Records from a data source:
----

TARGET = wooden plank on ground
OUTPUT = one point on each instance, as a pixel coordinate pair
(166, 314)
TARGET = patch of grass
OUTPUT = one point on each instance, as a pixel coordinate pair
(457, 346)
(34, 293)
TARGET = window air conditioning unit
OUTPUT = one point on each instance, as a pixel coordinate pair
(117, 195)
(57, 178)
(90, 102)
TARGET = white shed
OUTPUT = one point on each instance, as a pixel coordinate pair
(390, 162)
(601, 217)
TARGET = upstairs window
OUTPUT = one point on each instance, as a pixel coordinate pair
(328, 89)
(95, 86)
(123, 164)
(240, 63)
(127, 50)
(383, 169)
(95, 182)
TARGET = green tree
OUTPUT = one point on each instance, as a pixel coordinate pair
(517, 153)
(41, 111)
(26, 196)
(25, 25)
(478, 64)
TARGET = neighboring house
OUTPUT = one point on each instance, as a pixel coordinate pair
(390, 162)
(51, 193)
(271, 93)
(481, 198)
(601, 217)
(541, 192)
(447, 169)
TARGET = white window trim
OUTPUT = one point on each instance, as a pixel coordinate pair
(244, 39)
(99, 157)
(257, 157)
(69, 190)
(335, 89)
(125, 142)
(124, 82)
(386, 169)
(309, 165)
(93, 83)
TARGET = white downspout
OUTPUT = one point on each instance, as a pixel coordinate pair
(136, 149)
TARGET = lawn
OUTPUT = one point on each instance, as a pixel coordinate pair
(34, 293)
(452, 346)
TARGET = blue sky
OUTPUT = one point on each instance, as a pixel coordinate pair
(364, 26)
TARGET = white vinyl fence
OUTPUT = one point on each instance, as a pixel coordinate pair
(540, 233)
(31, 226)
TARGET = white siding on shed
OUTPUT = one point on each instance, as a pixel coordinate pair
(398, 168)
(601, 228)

----

» What this task involves
Reproduce every item above line for line, with no changes.

» Task answer
TARGET = wooden plank on ground
OUTPUT = one point on each instance, as a pixel coordinate pair
(166, 314)
TARGET = patch of grass
OUTPUT = one point on each instance, as a pixel coordinate pair
(457, 346)
(34, 293)
TARGET = window air conditioning unit
OUTPUT = one point on each instance, as a pixel coordinate pair
(117, 195)
(57, 178)
(90, 102)
TARGET = white shed
OUTPUT = one point on each instance, as a pixel coordinate pair
(390, 162)
(601, 217)
TARGET = upstairs window
OUTPUT = one point on each instance, as a pixel coordinate pair
(328, 89)
(95, 86)
(123, 164)
(240, 63)
(127, 50)
(383, 169)
(95, 182)
TARGET = green tree
OUTPUT = one point on each instance, as a pixel coordinate pair
(517, 153)
(41, 111)
(26, 196)
(25, 25)
(478, 64)
TARGET = neighboring house
OUTPUT = one point on each instance, as a pixel coordinate pair
(390, 162)
(51, 193)
(271, 93)
(481, 198)
(601, 217)
(541, 192)
(447, 169)
TARGET = white window trim
OUTPUT = one point on each instance, as a pixel coordinate pair
(244, 39)
(99, 157)
(257, 157)
(69, 190)
(335, 89)
(125, 142)
(124, 82)
(386, 169)
(309, 165)
(93, 83)
TARGET = white downspout
OUTPUT = one point on each instance, as a pixel coordinate pair
(136, 149)
TARGET = lawn
OUTPUT = one point on each instance, as a pixel coordinate pair
(34, 293)
(452, 346)
TARGET = blue sky
OUTPUT = one point on each instance, as a pixel coordinate pair
(364, 26)
TARGET = white vinyl fence
OUTPUT = one point on each instance, as a pixel coordinate pair
(540, 233)
(31, 226)
TARGET = white siding on shed
OUTPUT = one point on each instance, as a pixel coordinate pair
(398, 168)
(601, 228)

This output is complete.